Task to carry out:
Recast all the records below as a JSON list of strings, with one string for each line. Leave out blank lines.

Records from a dataset
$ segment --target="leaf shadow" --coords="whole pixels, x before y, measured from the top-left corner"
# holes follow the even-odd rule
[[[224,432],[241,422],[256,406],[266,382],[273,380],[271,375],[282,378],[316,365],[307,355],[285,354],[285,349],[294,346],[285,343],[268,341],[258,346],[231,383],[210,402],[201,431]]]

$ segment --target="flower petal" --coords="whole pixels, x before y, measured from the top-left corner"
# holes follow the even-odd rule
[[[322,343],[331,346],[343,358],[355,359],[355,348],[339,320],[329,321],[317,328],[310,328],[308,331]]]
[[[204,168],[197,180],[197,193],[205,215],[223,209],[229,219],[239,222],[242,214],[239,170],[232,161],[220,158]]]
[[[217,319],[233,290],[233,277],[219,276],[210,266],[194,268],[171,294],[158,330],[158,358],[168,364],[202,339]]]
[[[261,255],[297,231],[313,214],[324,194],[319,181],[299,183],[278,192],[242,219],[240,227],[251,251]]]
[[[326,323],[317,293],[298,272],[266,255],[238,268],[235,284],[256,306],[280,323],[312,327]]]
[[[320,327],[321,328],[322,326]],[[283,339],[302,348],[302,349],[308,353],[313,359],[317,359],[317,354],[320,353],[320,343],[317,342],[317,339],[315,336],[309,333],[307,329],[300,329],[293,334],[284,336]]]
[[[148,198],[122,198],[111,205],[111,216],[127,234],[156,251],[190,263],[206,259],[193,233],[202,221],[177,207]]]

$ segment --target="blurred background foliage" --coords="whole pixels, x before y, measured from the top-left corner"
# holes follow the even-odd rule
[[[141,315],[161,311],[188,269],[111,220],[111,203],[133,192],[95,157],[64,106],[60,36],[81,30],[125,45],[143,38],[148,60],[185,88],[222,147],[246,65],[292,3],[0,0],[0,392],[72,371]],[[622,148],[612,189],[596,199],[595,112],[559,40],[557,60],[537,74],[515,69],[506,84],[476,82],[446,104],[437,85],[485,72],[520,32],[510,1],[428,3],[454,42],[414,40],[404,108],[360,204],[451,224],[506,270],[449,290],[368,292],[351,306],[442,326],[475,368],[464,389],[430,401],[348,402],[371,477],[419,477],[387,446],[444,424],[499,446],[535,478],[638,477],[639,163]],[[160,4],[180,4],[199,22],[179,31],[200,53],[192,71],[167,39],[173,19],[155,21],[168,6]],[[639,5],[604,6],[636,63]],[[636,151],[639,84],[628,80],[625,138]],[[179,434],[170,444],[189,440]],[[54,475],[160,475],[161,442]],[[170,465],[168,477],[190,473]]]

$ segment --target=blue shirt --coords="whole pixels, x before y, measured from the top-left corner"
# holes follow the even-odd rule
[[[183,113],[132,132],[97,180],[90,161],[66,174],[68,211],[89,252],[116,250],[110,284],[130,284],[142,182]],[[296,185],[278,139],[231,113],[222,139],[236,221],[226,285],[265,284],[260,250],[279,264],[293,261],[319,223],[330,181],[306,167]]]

Correct answer:
[
  "$ segment --target=\"leaf shadow\" --coords=\"whole pixels, x before y, measured from the top-left corner\"",
  "# holes follow the even-odd rule",
  "[[[224,432],[241,422],[256,406],[266,382],[273,380],[271,375],[282,378],[316,365],[307,355],[285,354],[285,349],[294,346],[285,343],[268,341],[258,346],[231,383],[210,402],[201,431]]]",
  "$ segment --target=\"flower petal\" --coords=\"whole pixels, x before y, measured from the top-left corner\"",
  "# holes follow the even-odd rule",
  "[[[322,343],[331,346],[343,358],[355,359],[355,348],[339,320],[329,321],[317,328],[310,328],[308,331]]]",
  "[[[204,168],[197,180],[197,193],[205,215],[223,209],[229,219],[239,222],[242,214],[239,170],[232,161],[220,158]]]",
  "[[[217,319],[233,290],[233,277],[219,276],[210,266],[194,268],[171,294],[158,330],[158,358],[168,364],[202,339]]]",
  "[[[261,255],[297,231],[313,214],[324,194],[319,181],[299,183],[278,192],[242,219],[240,227],[251,251]]]",
  "[[[326,323],[317,293],[298,272],[266,255],[238,268],[235,284],[256,306],[280,323],[312,327]]]",
  "[[[320,327],[321,328],[322,326]],[[283,339],[302,348],[302,349],[308,353],[313,359],[317,359],[317,354],[320,353],[320,343],[317,342],[317,339],[315,336],[309,333],[307,329],[300,329],[293,334],[284,336]]]",
  "[[[148,198],[122,198],[111,205],[111,216],[127,234],[156,251],[190,263],[206,259],[193,233],[202,221],[177,207]]]",
  "$ segment --target=\"blurred background foliage\" --coords=\"whole pixels, x before y, measured from the top-left corner\"",
  "# holes follow the even-odd rule",
  "[[[141,315],[161,311],[188,269],[111,220],[111,203],[133,192],[95,157],[64,106],[60,36],[81,30],[125,45],[143,38],[148,60],[185,88],[222,147],[246,65],[292,3],[0,0],[0,392],[72,371]],[[622,148],[612,189],[596,199],[595,112],[559,40],[557,60],[537,74],[515,69],[506,84],[476,82],[446,104],[437,85],[485,72],[520,32],[510,1],[428,3],[454,42],[414,40],[404,108],[360,204],[451,224],[506,270],[449,290],[368,292],[351,306],[442,326],[475,368],[464,389],[430,401],[348,402],[371,477],[419,477],[387,446],[444,424],[499,446],[535,478],[638,477],[639,163]],[[160,4],[180,4],[199,22],[179,31],[200,53],[192,71],[167,39],[173,19],[155,21],[168,6]],[[639,5],[604,6],[636,63]],[[636,151],[639,84],[628,80],[625,138]],[[179,434],[170,444],[189,440]],[[54,475],[160,475],[161,442]],[[170,465],[168,477],[190,473]]]",
  "$ segment --target=blue shirt --coords=\"whole pixels, x before y, measured from the top-left corner\"",
  "# holes follow the even-odd rule",
  "[[[183,113],[132,132],[97,180],[90,161],[66,174],[68,211],[89,252],[116,250],[110,284],[130,284],[142,182]],[[296,185],[278,139],[231,113],[222,139],[236,221],[226,285],[265,284],[260,250],[279,264],[293,261],[319,223],[330,181],[306,167]]]"
]